--- start ---
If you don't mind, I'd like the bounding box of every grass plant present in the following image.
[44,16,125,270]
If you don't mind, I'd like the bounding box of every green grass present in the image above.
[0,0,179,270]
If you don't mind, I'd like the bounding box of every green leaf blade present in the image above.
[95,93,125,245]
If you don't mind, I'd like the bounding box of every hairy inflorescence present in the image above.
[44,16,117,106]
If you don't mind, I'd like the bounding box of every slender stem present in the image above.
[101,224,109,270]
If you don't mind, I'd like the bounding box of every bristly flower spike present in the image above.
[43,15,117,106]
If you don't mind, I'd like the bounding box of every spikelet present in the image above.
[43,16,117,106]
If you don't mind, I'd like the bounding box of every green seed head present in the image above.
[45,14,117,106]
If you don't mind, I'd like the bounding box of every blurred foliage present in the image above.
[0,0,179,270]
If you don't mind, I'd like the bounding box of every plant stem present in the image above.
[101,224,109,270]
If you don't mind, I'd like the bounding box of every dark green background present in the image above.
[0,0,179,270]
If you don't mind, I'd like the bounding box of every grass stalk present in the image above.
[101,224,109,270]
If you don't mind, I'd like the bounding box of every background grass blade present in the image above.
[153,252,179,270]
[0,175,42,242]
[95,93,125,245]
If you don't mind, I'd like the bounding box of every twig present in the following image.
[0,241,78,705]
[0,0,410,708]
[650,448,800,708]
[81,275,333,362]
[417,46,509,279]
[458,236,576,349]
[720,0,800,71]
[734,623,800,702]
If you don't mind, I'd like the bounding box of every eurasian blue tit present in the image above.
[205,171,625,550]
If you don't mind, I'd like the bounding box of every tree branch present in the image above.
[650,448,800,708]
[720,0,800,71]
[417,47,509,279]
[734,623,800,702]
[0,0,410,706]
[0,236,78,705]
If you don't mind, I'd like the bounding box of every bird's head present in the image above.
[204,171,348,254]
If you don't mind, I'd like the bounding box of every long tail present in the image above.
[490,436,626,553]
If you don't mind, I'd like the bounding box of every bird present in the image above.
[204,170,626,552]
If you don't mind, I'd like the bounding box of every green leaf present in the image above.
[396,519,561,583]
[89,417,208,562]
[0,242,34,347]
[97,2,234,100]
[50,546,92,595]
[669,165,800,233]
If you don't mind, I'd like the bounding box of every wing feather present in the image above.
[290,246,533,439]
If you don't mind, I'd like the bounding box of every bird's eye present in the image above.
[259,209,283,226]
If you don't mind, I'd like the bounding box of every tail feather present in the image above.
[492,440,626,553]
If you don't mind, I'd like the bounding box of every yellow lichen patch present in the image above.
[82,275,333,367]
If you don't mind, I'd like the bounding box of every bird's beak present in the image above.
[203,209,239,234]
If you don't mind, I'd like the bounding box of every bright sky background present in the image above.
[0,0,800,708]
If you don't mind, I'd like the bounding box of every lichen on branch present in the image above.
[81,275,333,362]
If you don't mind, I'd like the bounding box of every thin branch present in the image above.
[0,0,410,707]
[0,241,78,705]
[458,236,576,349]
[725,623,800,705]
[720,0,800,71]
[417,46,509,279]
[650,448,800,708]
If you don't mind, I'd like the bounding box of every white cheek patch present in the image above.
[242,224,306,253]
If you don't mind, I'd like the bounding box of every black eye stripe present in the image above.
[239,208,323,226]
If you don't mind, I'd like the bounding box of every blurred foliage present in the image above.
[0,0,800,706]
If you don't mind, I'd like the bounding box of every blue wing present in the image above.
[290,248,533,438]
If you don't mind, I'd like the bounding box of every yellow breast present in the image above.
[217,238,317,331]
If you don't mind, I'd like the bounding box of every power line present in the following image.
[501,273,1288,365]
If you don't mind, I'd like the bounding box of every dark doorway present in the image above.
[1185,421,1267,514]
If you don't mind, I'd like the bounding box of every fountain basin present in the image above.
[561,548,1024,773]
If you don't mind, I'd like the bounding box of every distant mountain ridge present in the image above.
--- end ---
◆ EXERCISE GOAL ◆
Reproduce all of the data above with "bounding rectangle" substituted for each occurrence of "bounding box". Keep every other word, mark, and line unchanged.

◆ EXPECTED OUTPUT ◆
If you don't mind, I'd like the bounding rectangle of every grass plant present in the following image.
[44,16,125,270]
If you don't mind, I'd like the bounding rectangle of every green grass present in the image above.
[0,0,179,270]
If you don't mind, I'd like the bounding rectangle of every green leaf blade present in the image above.
[95,93,125,245]
If you don't mind, I'd like the bounding rectangle of every hairy inflorescence present in the image above.
[44,16,117,106]
If you don't mind, I'd like the bounding rectangle of every slender stem present in the image above.
[101,224,109,270]
If you don't mind, I'd like the bounding rectangle of every bristly flower spike present in the image above.
[43,15,117,106]
If you don't mind, I'd like the bounding rectangle of every spikelet present in the image above.
[43,16,117,106]
If you don't mind, I'd like the bounding rectangle of every green seed head present in the image above.
[45,14,117,106]
If you don't mind, I'd like the bounding rectangle of every blurred foliage present in the image above.
[0,0,179,270]
If you don't mind, I'd like the bounding rectangle of every plant stem present in the image above.
[101,224,109,270]
If you don't mind, I'd like the bounding rectangle of every dark green background present in the image above.
[0,0,179,270]
If you don't mind, I'd like the bounding rectangle of every grass stalk present in the image above.
[101,224,109,270]
If you don't mind, I'd like the bounding rectangle of every background grass blade present in the image above.
[153,252,179,270]
[0,175,42,242]
[95,93,125,245]
If you don't mind, I'd like the bounding rectangle of every twig present in the following image.
[0,241,78,705]
[0,0,410,708]
[650,448,800,708]
[81,275,333,362]
[417,46,509,279]
[458,236,576,349]
[720,0,800,71]
[734,623,800,702]
If you don't mind, I'd like the bounding rectangle of every eurasian blue tit present in the image above.
[205,171,625,550]
If you don't mind, I'd like the bounding rectangle of every tree branch present in the image above.
[650,448,800,708]
[720,0,800,71]
[417,47,509,279]
[734,623,800,702]
[0,0,410,706]
[0,236,78,705]
If you don't mind, I'd like the bounding rectangle of every bird's head present in the image above.
[204,171,348,254]
If you don't mind, I'd like the bounding rectangle of every long tail present in the image above.
[490,436,626,553]
If you don't mind, I'd like the bounding rectangle of every bird present in the image above.
[204,170,626,552]
If you don't mind, I'd like the bounding rectangle of every green leaf present in the image above.
[396,519,561,583]
[89,417,208,562]
[0,242,34,347]
[97,2,234,100]
[50,546,92,595]
[669,165,800,233]
If you don't mind, I'd like the bounding rectangle of every wing feather present in the image above.
[290,246,533,439]
If you don't mind, I'd like the bounding rectangle of every bird's eye present in the image above.
[259,209,283,226]
If you don't mind, I'd like the bounding rectangle of every tail feather present in the image above.
[492,440,626,553]
If you don't mind, I'd like the bounding rectangle of every yellow lichen patch present in the image above.
[82,275,333,367]
If you don't mind, I'd like the bounding rectangle of every bird's beak present in the image above.
[203,209,239,234]
If you don't mind, I'd like the bounding rectangle of every bright sky background present in the image above.
[0,0,800,708]
If you don't mind, I'd like the bounding rectangle of every lichen on branch present in the image above.
[81,275,333,362]
If you don't mind, I'd like the bounding rectangle of every thin branch present in the image above.
[0,0,410,707]
[0,241,78,705]
[458,236,576,349]
[725,623,800,705]
[720,0,800,71]
[417,46,509,279]
[650,448,800,708]
If you don't mind, I'd like the bounding rectangle of every white cheek patch present in the image above.
[242,224,306,253]
If you don't mind, I'd like the bounding rectangle of every black eye stripe present in the image above.
[239,208,323,226]
If you don't mind, I'd like the bounding rectangle of every blurred foliage present in the image above.
[0,0,800,706]
If you don't mind, I'd like the bounding rectangle of every blue wing present in the image above.
[290,248,533,438]
If you don't mind, I'd like the bounding rectangle of every yellow breast present in the image above.
[217,238,317,331]
If you don't mind, I'd like the bounding rectangle of every power line present in the following image.
[501,273,1288,365]
If you don't mind, I'd like the bounding rectangle of every dark doorway present in the image above.
[1185,421,1267,514]
If you don't mind, I'd like the bounding rectangle of every fountain basin present in the image above.
[561,548,1024,773]
If you don't mind, I'd like the bounding rectangle of every distant mountain ridge present in the image above.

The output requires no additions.